> **THE TASK**
Write what comes next in the interview with two law professionals about their career journeys, picking up after Ryan's remarks on mentoring for The Social Mobility Foundation.

### PASSAGE SHOWN

Tell us a little bit about you and your career journey so far:
Mohima: I am a class of 2020 graduate from the MLaw degree at Northumbria University, with First Class Honours. During university, I was involved with the student and wider community and had held multiple society leadership positions as President, Secretary and Advisor. My proudest work has to be when I was President of Women Breaking Barriers Network (WBBN), helping to encourage students in their personal and professional lives, instilling confidence in their abilities and providing a network of like-minded people to connect with.
As an aspiring solicitor, I hope to obtain a training contract with a law firm in the near future. I am at the beginning of my career journey and I am about to start my legal career with Document Risk Solutions (DRS) as a Legal Consultant working for Tier 1 banks. In addition to my voluntary work with The Common Room, I also hold a position with Newcastle Legal Hackers where we explore the most pressing issues at the intersection of law and technology.
Ryan: I’m a solicitor at Womble Bond Dickinson (UK) LLP specialising in transactional advice on construction and engineering contracts. After graduating from Exeter University, I spent around six years working in various paralegal roles and as a trainee solicitor before qualifying.
Because I know how tough this industry can be, I signed up to be a mentor for The Social Mobility Foundation outside of work, helping A-Level and university students who have no prior relationship with the legal profession get the information they need to inform their career choices.

######
### ENTRIES

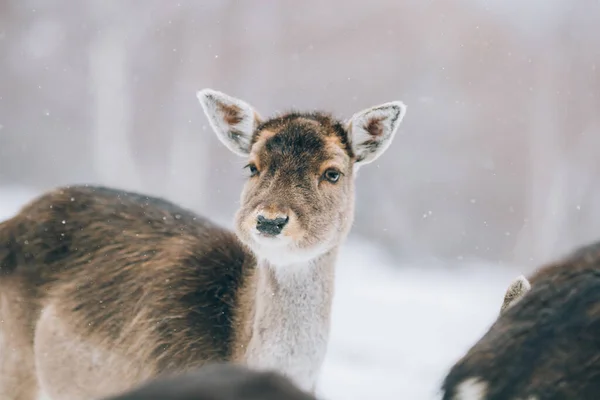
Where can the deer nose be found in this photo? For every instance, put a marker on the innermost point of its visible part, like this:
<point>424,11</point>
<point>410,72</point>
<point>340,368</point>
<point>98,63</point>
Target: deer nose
<point>271,226</point>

######

> **IN RESPONSE**
Do you have any special interests or passions? Any hobbies we should know about?
Mohima: I’m quite a creative person and have a keen interest in photography. In the past, I have explored and tested my skills by doing some commercial photography for some local businesses. My love for photography goes hand-in-hand with architecture, and I love capturing photographs of unique buildings – needless to say I can’t wait to see the completed renovation work at The Common Room! I’m also an avid baker and enjoy making a good cake (as well as eating it)!
Ryan: I’m a big sports fan – I play basketball for a local team in Newcastle and haven’t hung up my football boots yet for the odd game of 5-a-side. I watch a lot of films (particularly sci-fi and horrors with the more practical effects the better) and really enjoy story-driven video games which are really pushing the medium into becoming more artistic and innovative.
Ryan Lavers (left) and Mohima Khan (right)
What attracted you to take a position on the Youth Board?
Mohima: The mission of The Common Room, ‘to use our unique heritage to inspire the next generation of innovators and engineers’ really resonated with me. I’m passionate about encouraging people to be the best version of themselves and helping to inspire them to achieve personal goals. At university, I co-hosted a Women in science, technology, engineering and maths (STEM) conference as part of my presidential work with WBBN, so I have always been an advocate of helping others with their career paths and providing an insight into the industry. The Common Room’s outreach and educational programmes are right up my street and I feel that it’s very important that we do what we can to help young minds experience what STEM has to offer.
Ryan: I want to help shape change in the STEM sector in the North East. I believe STEM subjects should be considered more broadly at an earlier age and pupils should be encouraged to get more involved where they want to learn more, and I think the region in general could benefit more from having a greater understanding of our industrial heritage and innovative future. I whole heartedly believe in the principles of The Common Room and being part of the Youth Board means I get to play a part in shaping some of this change.
What are the need-to-knows about The Common Room?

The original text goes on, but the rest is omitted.